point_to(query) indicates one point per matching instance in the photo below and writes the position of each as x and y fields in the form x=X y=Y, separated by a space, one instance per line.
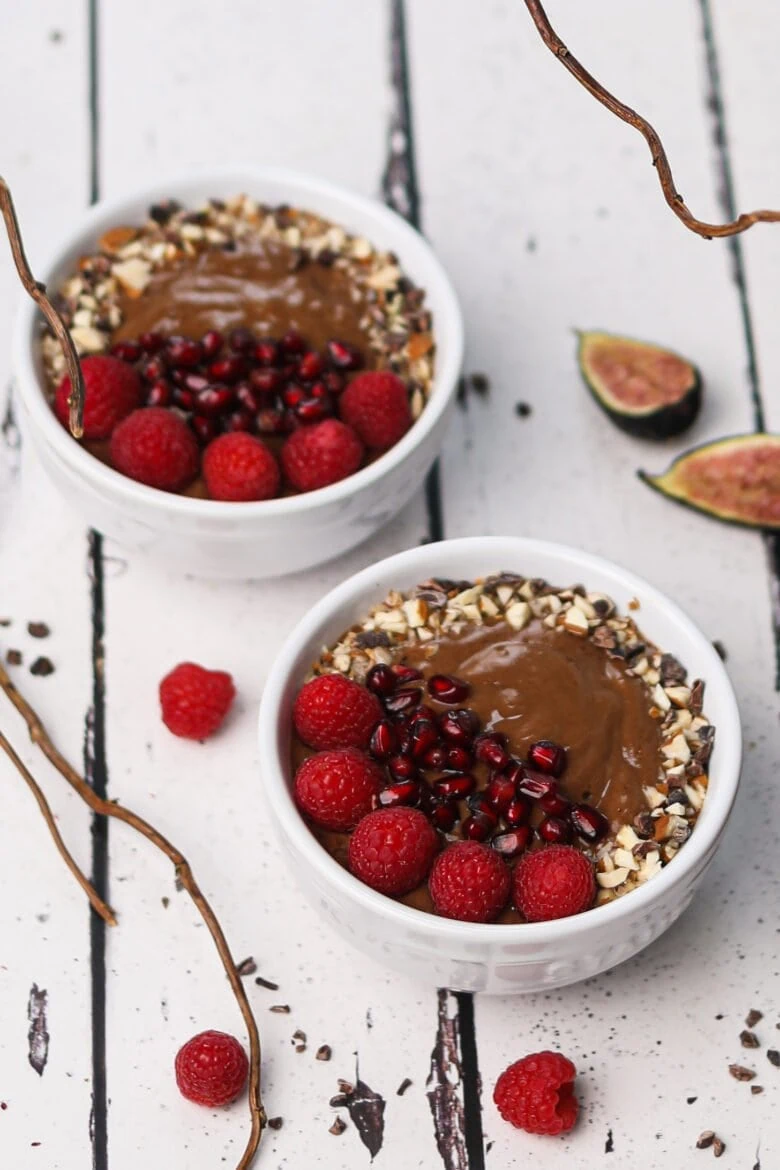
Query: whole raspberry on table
x=212 y=1068
x=337 y=787
x=194 y=701
x=335 y=711
x=239 y=467
x=377 y=406
x=392 y=850
x=156 y=447
x=111 y=391
x=553 y=883
x=321 y=454
x=537 y=1094
x=469 y=881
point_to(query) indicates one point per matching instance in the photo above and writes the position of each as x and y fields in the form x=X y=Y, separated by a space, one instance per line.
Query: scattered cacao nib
x=42 y=667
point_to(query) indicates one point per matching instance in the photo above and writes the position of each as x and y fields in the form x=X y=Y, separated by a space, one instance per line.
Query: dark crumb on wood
x=42 y=666
x=267 y=984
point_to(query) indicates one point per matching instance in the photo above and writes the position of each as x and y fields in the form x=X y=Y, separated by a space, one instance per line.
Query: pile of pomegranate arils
x=239 y=383
x=430 y=759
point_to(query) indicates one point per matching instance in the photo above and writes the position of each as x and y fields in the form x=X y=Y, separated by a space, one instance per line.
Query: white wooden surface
x=547 y=214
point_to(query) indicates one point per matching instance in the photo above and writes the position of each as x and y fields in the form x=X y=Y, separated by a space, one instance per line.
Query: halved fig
x=646 y=390
x=734 y=479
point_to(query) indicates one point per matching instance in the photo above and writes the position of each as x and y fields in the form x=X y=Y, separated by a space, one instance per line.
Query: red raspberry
x=335 y=711
x=377 y=406
x=337 y=787
x=194 y=701
x=392 y=850
x=537 y=1094
x=111 y=391
x=469 y=881
x=553 y=883
x=321 y=454
x=239 y=467
x=212 y=1068
x=156 y=447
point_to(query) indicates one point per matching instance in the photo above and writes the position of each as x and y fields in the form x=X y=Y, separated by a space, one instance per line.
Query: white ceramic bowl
x=471 y=956
x=270 y=537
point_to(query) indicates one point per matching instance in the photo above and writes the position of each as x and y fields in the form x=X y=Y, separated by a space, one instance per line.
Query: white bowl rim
x=302 y=185
x=701 y=842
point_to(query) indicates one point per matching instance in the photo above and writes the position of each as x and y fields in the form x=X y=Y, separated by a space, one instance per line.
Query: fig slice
x=734 y=480
x=647 y=391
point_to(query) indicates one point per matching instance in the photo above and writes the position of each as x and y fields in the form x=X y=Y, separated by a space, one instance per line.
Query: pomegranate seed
x=159 y=393
x=126 y=351
x=501 y=792
x=205 y=428
x=512 y=842
x=460 y=727
x=404 y=701
x=476 y=828
x=554 y=831
x=213 y=400
x=227 y=369
x=153 y=369
x=310 y=365
x=455 y=786
x=401 y=768
x=588 y=823
x=554 y=804
x=443 y=817
x=241 y=341
x=266 y=380
x=435 y=758
x=446 y=688
x=212 y=343
x=384 y=741
x=183 y=351
x=267 y=352
x=344 y=356
x=491 y=749
x=547 y=757
x=405 y=792
x=151 y=343
x=517 y=812
x=536 y=784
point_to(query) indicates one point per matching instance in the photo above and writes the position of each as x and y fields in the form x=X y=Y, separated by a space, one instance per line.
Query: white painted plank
x=549 y=214
x=43 y=915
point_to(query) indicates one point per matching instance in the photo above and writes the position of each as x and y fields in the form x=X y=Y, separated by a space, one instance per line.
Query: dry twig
x=660 y=160
x=40 y=737
x=38 y=293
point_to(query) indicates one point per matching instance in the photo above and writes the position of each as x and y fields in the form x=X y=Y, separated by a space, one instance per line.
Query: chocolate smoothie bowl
x=494 y=763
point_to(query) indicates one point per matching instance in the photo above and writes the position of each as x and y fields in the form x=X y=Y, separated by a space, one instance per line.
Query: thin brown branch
━━━━━━━━
_Written request_
Copy the data word for word. Pictures do not go in the copy.

_Answer for the task_
point_to(query) indicates one point per matching instance in the photo below and writes the position of each as x and y fields in the form x=X y=Y, separated by a space, one instance per line.
Query: whole raspberry on table
x=212 y=1068
x=337 y=787
x=194 y=701
x=335 y=711
x=239 y=467
x=377 y=406
x=392 y=850
x=156 y=447
x=111 y=391
x=553 y=883
x=321 y=454
x=537 y=1094
x=469 y=881
point_to(query) indicates one point per matching instance in the photo above and writes the position of each as x and y fields in the form x=X y=Y, separated by a space, one instance per line.
Query: scattered cacao nib
x=42 y=667
point_to(query) indicates one point per matching instance in the photo above and writes the position of each as x and y fields in the form x=X y=Y, separated by a space, one instance per line.
Query: dark crumb on wood
x=42 y=666
x=267 y=984
point_to(query) indicates one point per matching instance in the photo above and writes the position of each as x and y fields in the form x=X y=Y, separated by a space, one instance per line.
Query: pile of pomegranate arils
x=239 y=383
x=430 y=759
point_to(query) indicates one point per matching instance in the photo above and writes the position of each as x and y fields in the form x=X y=Y, separated by a space, one instance per line.
Query: white wooden surface
x=547 y=214
point_to(query) indicates one point per matching instance in the photo above and writes the position of each as x and y fields in the form x=X y=Y, separated by a space, one instance per line.
Query: halved fig
x=646 y=390
x=734 y=479
point_to(query) indicates one point per matching instance in the photo above and writes the position of each as x and y fields in the form x=X y=Y, separated by a space, one instance per line.
Query: red raspberry
x=335 y=711
x=377 y=406
x=337 y=787
x=194 y=701
x=392 y=850
x=537 y=1094
x=111 y=391
x=469 y=881
x=553 y=883
x=321 y=454
x=239 y=467
x=212 y=1068
x=156 y=447
point_to(query) indicates one point per matching instance in the photo above and writes the position of each as x and y fields in the form x=X y=Y, separated by a space, one instance per line.
Query: white ceramic bowl
x=471 y=956
x=270 y=537
point_to(query) indicates one point per matching instance in the photo above and writes the position of each as x and y fields in the form x=X y=Y, separated by a space, one instance per line.
Query: white bowl rim
x=302 y=185
x=701 y=842
point_to(query) indicates one point per matching instance in the photo above and writes the position of each as x and y fields in the form x=X y=Y, separated by a space, one instance per line.
Query: fig slice
x=734 y=480
x=647 y=391
point_to(query) indicates one point per matching instance in the photo above and writes the position of each as x and y fields in the form x=X y=Y, separated by a space, one instance per line.
Query: pomegranate seed
x=159 y=393
x=126 y=351
x=501 y=792
x=205 y=428
x=512 y=842
x=460 y=727
x=404 y=701
x=476 y=828
x=554 y=831
x=213 y=400
x=227 y=369
x=153 y=369
x=310 y=365
x=455 y=786
x=401 y=768
x=588 y=823
x=554 y=804
x=443 y=817
x=241 y=341
x=266 y=380
x=435 y=758
x=446 y=688
x=212 y=343
x=384 y=741
x=183 y=351
x=267 y=352
x=344 y=356
x=491 y=749
x=547 y=757
x=405 y=792
x=151 y=343
x=517 y=812
x=536 y=784
point_to(query) indicates one point per matching instance in the photo above and writes the position of each as x and y fields in the form x=X y=Y, separated by a space, one instance per line.
Query: white painted plank
x=549 y=214
x=43 y=915
point_to(query) indicates one point per matching instance in the photo above and writes the position of each as x and y fields in the form x=X y=Y, separated by a space, one instance per line.
Query: dry twig
x=660 y=160
x=40 y=737
x=38 y=293
point_to(query) indicates one point per matching instance in the photo above and writes the position of each as x and y fields in the form x=X y=Y, separated by a space, one instance per line.
Query: chocolate smoothie bowl
x=494 y=763
point_to(query) indicates one point per matching instance in the photo above and writes the position of each as x and y fields in the form x=X y=Y, separated by a space, one instance per line.
Query: thin brown branch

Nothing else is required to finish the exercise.